____ Input for this task

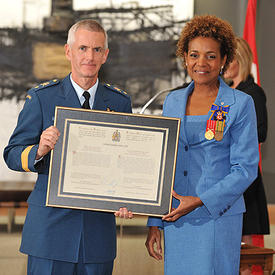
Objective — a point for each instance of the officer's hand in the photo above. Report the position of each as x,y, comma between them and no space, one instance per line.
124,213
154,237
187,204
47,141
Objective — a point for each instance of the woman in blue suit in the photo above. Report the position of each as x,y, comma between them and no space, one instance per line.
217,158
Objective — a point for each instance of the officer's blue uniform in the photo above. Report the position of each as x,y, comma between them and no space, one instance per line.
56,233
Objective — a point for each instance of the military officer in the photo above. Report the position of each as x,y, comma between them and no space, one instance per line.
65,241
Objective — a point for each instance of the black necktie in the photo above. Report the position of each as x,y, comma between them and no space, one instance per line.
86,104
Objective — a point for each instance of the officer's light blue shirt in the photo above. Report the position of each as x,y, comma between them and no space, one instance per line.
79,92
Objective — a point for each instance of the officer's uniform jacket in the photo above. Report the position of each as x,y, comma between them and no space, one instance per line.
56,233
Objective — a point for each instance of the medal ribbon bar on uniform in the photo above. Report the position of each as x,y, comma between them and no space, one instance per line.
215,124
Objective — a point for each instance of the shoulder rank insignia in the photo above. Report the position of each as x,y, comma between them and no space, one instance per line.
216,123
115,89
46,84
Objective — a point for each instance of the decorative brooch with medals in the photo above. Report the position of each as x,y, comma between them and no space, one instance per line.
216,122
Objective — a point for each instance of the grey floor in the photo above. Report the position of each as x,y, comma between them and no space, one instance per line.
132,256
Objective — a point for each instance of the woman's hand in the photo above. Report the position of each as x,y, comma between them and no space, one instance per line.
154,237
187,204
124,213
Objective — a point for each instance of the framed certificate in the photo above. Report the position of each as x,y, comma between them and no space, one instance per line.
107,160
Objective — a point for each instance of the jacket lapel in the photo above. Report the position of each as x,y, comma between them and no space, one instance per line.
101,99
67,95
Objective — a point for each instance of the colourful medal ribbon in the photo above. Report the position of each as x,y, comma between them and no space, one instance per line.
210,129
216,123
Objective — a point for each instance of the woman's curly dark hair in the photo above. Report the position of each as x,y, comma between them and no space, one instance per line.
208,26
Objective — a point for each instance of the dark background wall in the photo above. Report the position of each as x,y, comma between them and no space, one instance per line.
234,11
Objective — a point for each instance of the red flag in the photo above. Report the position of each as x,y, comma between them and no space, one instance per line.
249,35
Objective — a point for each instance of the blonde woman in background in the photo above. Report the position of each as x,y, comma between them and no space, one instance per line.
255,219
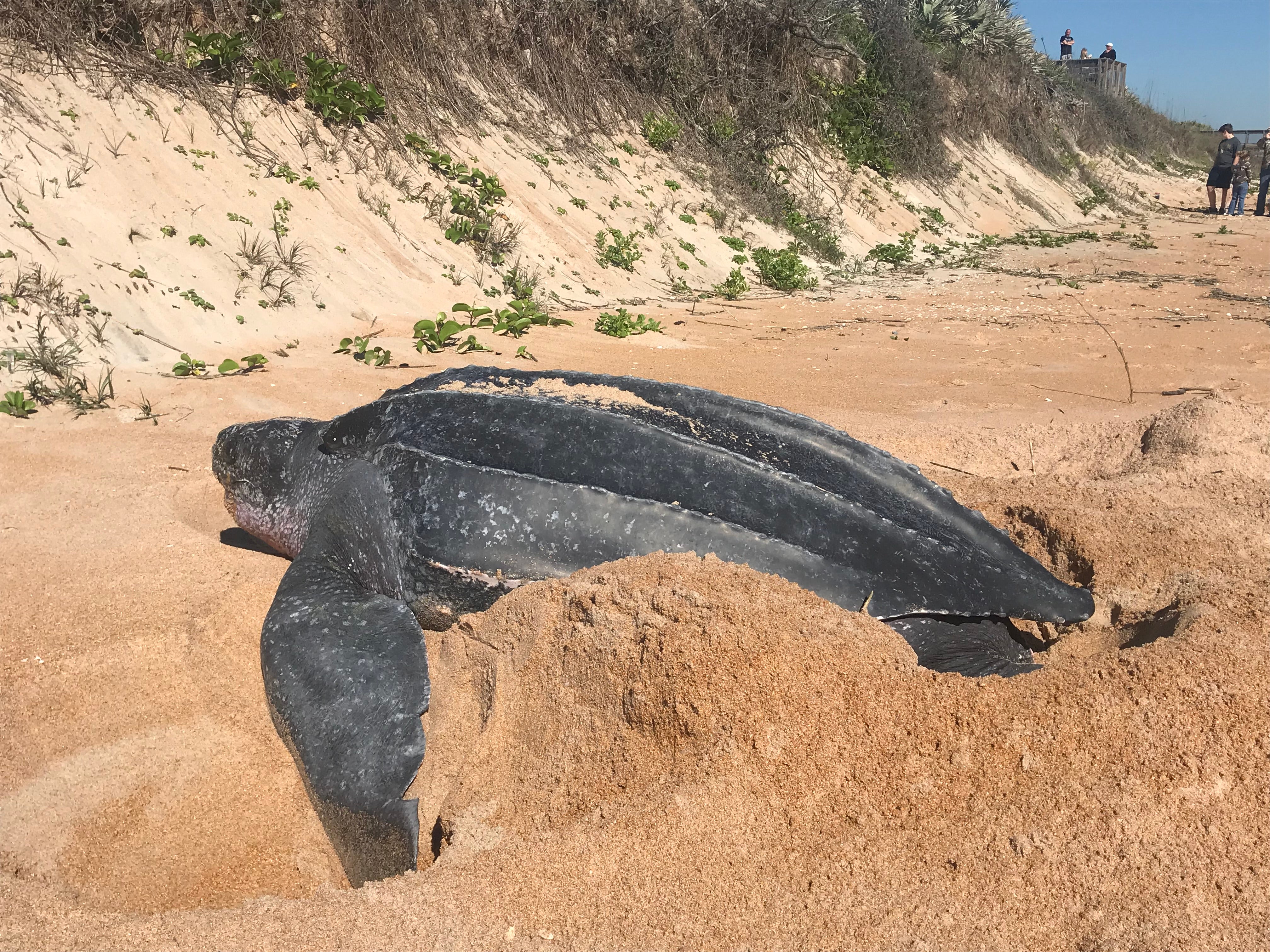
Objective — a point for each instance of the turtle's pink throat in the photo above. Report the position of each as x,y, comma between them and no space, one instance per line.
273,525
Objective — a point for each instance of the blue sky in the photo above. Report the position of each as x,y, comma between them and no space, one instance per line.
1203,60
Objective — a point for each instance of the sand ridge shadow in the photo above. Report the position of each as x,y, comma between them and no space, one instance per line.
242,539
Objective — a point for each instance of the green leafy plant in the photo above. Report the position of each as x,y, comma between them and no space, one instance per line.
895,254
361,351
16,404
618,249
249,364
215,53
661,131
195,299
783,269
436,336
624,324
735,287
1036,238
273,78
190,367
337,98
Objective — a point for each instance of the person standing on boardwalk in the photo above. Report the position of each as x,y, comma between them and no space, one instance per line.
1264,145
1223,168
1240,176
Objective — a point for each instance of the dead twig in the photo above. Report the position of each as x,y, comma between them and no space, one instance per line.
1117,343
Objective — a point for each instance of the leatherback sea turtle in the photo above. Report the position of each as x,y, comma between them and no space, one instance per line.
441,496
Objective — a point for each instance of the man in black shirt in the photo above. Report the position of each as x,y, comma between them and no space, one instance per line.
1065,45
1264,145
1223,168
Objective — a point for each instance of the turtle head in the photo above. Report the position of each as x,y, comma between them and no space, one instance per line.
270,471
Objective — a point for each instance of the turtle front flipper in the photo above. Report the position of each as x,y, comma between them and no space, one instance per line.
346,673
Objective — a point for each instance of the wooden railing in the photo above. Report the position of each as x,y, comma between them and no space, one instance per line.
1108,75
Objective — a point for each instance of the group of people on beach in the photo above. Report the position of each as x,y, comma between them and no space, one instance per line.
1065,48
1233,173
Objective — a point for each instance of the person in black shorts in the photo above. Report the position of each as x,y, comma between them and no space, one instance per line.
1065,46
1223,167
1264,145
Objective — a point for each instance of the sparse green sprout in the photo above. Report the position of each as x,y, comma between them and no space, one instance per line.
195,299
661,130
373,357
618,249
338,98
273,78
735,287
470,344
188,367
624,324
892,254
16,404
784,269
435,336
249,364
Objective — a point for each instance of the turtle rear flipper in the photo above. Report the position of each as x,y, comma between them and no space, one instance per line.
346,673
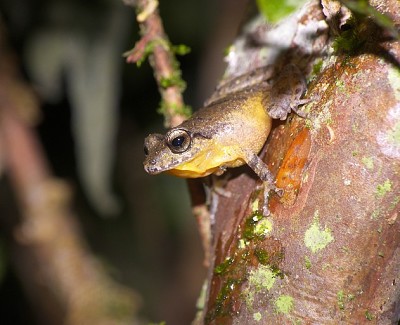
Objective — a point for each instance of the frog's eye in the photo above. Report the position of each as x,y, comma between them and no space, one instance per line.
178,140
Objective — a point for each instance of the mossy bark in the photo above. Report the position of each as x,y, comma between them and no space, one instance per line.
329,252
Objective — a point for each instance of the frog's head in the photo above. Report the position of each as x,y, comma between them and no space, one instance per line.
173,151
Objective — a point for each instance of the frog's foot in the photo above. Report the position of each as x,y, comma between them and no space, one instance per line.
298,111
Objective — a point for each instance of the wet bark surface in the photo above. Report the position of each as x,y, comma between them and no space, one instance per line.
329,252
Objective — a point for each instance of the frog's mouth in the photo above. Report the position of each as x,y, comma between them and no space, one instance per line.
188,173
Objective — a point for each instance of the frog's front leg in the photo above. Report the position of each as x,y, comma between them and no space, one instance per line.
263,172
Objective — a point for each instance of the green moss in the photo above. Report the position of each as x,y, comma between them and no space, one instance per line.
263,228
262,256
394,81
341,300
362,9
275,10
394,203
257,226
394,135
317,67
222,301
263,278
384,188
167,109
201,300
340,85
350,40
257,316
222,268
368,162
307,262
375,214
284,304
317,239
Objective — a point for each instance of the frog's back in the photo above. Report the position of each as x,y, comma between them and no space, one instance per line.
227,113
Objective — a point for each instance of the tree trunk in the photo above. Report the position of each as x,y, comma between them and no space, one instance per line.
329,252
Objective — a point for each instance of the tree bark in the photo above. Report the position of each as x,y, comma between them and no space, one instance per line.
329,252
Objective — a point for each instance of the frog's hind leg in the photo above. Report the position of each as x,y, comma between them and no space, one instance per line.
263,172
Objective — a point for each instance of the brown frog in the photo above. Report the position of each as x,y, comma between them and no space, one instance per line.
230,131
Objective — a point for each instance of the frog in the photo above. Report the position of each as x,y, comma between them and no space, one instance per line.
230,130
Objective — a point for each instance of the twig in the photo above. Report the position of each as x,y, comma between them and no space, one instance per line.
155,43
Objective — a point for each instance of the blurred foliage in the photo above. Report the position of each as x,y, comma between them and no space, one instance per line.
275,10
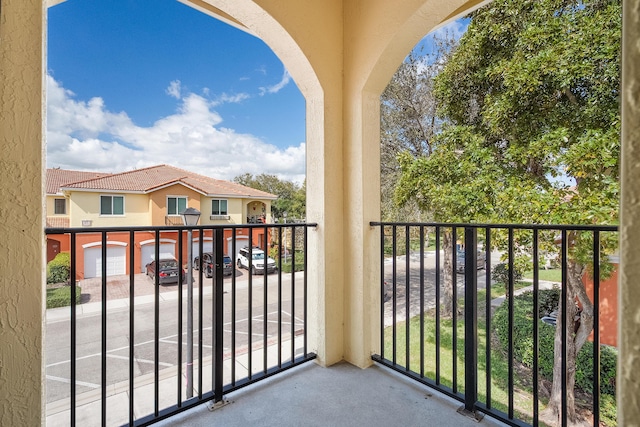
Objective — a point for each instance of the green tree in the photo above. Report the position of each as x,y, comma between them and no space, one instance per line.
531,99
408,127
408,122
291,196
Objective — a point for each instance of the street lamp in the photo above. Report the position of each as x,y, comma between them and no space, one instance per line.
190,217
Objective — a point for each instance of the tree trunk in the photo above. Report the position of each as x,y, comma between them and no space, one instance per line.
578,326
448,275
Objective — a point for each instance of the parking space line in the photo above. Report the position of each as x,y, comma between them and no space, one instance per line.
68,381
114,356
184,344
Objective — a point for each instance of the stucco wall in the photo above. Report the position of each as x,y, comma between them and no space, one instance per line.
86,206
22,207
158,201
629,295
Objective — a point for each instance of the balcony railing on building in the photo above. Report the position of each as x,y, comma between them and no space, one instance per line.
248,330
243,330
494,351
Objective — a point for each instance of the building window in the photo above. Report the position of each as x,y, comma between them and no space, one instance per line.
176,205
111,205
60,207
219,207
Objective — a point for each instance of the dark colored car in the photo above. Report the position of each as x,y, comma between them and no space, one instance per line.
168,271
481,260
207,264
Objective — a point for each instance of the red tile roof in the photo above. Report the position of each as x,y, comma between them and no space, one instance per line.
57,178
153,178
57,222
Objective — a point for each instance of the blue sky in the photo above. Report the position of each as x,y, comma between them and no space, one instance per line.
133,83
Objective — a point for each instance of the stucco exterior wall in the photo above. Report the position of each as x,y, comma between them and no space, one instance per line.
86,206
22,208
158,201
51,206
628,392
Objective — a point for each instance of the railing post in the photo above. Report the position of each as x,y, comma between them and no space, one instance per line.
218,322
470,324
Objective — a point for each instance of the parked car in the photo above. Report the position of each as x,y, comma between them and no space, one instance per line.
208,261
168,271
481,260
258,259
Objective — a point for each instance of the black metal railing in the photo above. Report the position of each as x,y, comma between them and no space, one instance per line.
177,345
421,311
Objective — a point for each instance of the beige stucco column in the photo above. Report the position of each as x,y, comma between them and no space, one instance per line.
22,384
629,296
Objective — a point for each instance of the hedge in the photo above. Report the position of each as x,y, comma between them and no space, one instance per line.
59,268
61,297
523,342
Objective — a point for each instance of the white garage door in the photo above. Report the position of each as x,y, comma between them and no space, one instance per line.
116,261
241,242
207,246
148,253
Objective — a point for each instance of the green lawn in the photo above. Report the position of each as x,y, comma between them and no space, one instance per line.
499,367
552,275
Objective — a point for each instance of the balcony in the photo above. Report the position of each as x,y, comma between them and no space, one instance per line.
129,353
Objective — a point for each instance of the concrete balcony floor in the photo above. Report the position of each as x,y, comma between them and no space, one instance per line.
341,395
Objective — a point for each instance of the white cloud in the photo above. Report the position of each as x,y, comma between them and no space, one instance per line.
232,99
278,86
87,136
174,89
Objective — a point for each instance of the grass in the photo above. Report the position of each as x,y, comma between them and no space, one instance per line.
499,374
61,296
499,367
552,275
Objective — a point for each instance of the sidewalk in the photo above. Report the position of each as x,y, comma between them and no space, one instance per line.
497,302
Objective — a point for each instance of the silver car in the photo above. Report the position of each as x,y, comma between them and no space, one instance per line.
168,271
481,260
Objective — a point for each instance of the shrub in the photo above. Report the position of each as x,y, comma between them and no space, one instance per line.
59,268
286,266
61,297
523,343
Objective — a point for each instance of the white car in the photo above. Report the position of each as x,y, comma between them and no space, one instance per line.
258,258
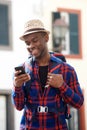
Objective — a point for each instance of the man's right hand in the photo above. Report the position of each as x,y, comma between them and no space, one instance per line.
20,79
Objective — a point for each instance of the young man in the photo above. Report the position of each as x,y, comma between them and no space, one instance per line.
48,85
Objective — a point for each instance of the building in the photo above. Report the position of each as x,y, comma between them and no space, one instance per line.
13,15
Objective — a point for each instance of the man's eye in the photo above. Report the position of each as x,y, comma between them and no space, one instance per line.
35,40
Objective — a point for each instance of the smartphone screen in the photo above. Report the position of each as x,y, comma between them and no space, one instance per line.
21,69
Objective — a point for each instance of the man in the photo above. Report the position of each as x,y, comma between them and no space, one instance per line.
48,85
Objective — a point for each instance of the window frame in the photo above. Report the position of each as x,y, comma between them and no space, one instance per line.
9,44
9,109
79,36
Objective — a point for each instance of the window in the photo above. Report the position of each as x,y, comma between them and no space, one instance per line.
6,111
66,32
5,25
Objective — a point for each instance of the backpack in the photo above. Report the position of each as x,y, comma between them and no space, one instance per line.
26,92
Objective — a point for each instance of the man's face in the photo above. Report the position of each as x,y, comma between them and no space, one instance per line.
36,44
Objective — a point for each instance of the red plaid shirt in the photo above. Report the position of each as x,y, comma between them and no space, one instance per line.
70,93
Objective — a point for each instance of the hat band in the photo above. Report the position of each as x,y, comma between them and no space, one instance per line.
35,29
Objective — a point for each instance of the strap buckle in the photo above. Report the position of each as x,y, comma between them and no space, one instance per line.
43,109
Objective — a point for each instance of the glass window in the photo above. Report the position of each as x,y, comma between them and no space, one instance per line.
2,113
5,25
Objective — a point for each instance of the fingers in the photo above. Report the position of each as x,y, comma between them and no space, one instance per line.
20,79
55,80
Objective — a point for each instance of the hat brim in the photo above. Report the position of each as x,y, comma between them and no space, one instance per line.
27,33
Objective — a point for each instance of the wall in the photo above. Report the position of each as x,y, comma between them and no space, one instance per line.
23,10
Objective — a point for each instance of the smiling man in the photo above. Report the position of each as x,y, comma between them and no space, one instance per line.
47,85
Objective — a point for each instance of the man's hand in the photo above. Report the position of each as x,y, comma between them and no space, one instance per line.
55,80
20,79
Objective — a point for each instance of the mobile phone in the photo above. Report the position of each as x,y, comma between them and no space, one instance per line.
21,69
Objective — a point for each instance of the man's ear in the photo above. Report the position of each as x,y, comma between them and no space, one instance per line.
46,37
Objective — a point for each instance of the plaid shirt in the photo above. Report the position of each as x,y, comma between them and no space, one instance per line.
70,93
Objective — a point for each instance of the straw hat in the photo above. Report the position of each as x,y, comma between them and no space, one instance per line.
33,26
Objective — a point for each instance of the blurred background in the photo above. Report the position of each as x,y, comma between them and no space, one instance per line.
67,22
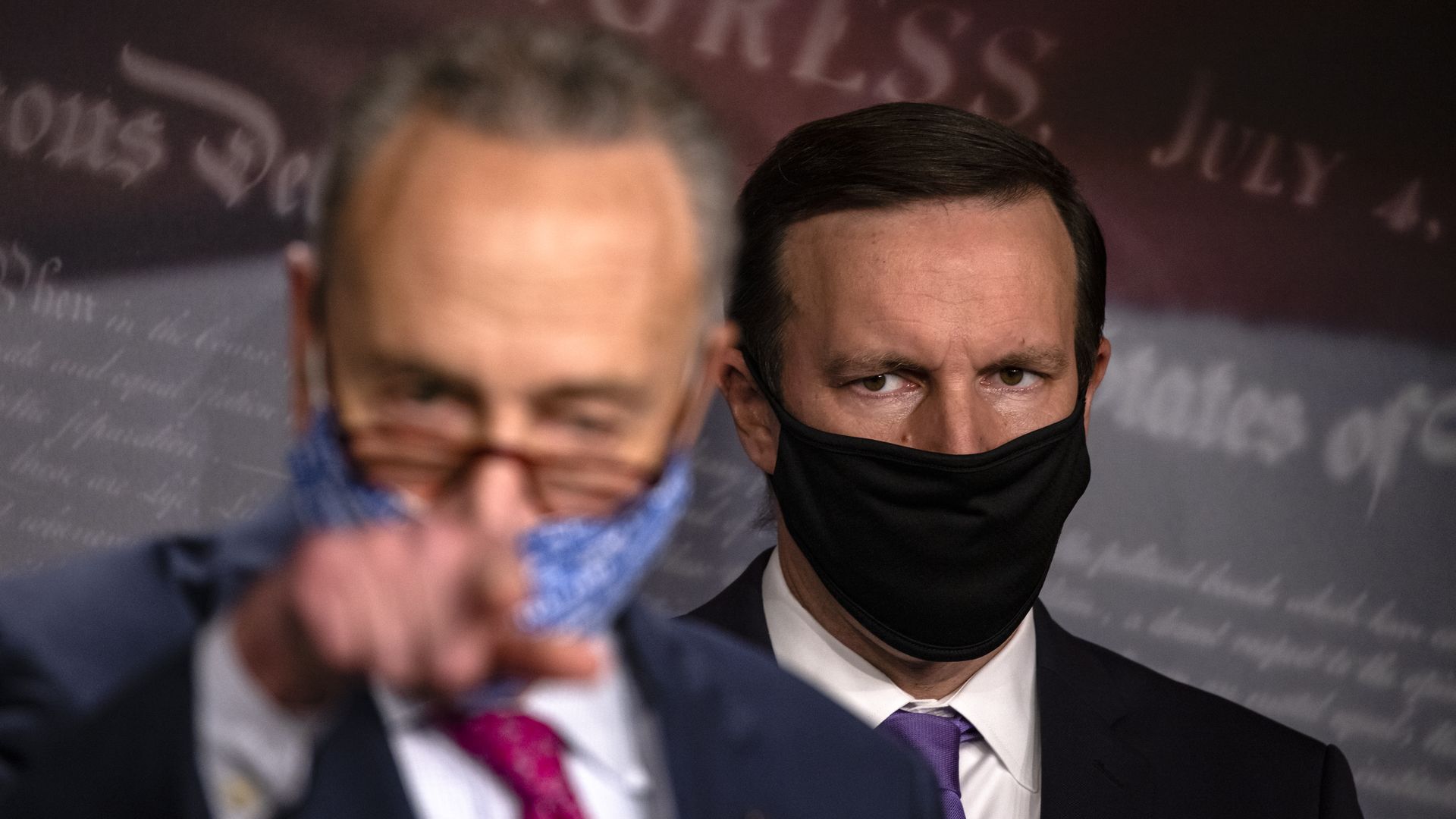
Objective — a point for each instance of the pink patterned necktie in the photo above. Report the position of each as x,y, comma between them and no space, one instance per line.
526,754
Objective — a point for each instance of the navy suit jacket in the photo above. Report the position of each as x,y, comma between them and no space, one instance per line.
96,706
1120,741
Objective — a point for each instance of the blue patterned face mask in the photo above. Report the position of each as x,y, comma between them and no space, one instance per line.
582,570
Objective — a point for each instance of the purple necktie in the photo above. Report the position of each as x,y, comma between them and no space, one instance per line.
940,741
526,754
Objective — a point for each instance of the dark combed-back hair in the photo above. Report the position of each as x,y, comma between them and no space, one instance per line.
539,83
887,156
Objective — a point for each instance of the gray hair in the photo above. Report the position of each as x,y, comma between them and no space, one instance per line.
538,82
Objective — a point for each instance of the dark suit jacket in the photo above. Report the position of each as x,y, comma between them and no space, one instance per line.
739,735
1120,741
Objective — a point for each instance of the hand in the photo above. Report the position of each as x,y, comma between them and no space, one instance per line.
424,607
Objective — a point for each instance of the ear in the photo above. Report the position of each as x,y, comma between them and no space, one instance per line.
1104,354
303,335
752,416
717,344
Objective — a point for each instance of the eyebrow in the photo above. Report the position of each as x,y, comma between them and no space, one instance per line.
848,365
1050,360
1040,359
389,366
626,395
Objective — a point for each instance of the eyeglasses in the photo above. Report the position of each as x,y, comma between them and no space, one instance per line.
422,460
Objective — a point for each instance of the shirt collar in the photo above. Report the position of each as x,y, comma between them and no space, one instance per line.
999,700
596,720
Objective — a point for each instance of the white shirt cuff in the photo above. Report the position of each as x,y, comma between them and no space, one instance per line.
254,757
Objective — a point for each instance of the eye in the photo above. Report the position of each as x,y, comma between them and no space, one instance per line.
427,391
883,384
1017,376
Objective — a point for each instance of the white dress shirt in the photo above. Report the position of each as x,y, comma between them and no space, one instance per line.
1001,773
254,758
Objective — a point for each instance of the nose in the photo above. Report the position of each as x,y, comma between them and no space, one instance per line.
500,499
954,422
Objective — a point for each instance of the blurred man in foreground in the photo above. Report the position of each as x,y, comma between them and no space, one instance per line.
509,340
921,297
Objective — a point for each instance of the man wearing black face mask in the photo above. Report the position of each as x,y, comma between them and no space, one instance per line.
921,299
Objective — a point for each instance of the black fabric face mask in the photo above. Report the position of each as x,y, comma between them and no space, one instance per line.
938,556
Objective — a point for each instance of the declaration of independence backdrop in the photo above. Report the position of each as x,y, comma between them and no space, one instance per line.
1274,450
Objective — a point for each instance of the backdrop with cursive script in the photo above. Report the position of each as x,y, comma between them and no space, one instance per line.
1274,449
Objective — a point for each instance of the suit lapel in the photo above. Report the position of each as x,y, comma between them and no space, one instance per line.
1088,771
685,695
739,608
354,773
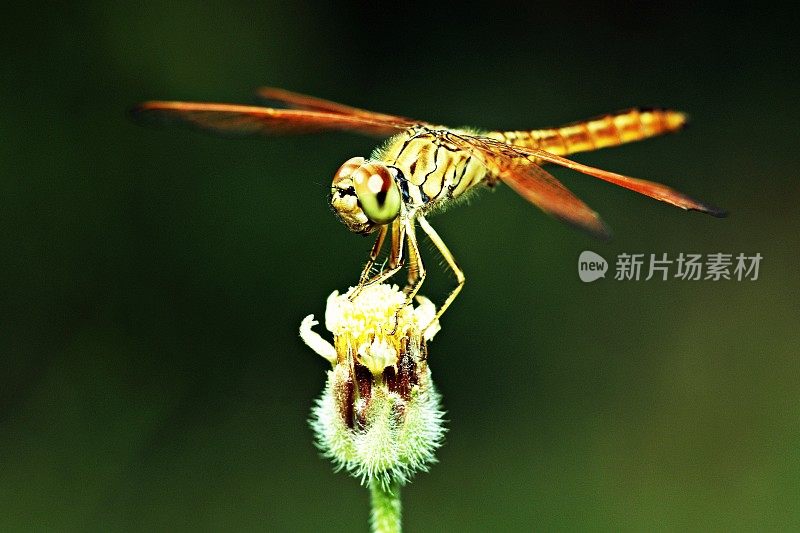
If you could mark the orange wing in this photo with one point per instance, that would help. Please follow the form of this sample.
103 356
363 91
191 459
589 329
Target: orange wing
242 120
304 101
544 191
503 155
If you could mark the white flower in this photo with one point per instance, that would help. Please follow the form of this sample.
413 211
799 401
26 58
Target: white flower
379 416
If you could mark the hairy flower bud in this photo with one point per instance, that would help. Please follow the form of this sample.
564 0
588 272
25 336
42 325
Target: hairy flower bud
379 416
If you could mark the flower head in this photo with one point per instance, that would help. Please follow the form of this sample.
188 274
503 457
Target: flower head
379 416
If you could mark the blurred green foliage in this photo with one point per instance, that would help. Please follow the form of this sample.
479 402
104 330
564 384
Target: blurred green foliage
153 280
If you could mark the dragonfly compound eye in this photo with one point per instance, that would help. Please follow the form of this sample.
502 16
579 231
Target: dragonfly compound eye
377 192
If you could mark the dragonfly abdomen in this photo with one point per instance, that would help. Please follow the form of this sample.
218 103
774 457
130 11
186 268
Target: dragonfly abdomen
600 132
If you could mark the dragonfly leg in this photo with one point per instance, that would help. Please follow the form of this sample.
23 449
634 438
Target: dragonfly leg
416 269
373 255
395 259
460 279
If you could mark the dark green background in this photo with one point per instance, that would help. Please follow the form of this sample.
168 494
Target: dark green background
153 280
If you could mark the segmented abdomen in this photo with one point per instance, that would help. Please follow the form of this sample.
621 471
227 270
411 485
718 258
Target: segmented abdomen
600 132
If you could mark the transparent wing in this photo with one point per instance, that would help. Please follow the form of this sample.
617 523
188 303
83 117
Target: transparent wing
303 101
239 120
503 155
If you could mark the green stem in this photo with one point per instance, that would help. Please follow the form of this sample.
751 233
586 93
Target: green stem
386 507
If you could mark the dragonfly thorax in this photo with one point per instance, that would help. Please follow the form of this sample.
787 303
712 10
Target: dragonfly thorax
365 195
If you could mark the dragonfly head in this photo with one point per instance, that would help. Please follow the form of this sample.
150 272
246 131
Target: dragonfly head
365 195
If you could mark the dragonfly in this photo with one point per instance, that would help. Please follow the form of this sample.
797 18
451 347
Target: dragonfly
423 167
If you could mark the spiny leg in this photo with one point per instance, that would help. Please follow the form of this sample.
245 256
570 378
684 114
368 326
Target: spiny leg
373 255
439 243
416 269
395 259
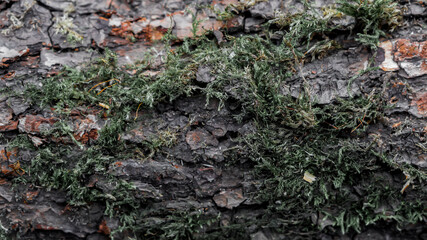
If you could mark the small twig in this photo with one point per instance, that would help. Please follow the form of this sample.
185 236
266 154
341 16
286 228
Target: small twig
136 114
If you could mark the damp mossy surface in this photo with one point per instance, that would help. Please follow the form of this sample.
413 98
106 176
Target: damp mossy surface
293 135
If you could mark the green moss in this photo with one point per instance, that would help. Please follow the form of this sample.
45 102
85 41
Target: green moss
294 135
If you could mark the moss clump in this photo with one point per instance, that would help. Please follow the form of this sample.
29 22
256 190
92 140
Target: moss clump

________

▶ Directions: In the records above, locate the line with "If you could mark the dragonfly head"; output it and each line after it through the last one, exactly, omitting pictures.

▶ Final answer:
If you could mark the dragonfly head in this photo with one point per instance, that would help. Please follow the form of this sample.
150 272
246 131
Target: dragonfly head
365 195
If you could mark the dragonfly in this photo with one point per instance, that would help. Please follow the form of this sample.
797 18
451 347
Target: dragonfly
423 167
If you could mark the spiny leg in this photo with one point per instance, that would help. Please follow the form of this sample.
245 256
570 378
684 114
368 326
Target: spiny leg
373 255
439 243
416 269
395 259
If you could mark the small twig in this photo with one point per instance, that would help. Please follow the form of this sample.
185 236
266 154
341 16
286 228
Target: small twig
136 114
If you could mark the damp mossy surface in this photo with one point per instance, that would help. Please follow the form of this sample.
413 98
106 176
Target: damp mossy surface
293 135
If you could mark the green moss in this photo with one point per instance, that would help. Please follow the form of this sample.
45 102
85 41
Target: green moss
294 135
If you could mark the moss clump in this photo with one point per instance, that would help. Please follow the form of this sample.
29 22
256 190
92 140
Target: moss clump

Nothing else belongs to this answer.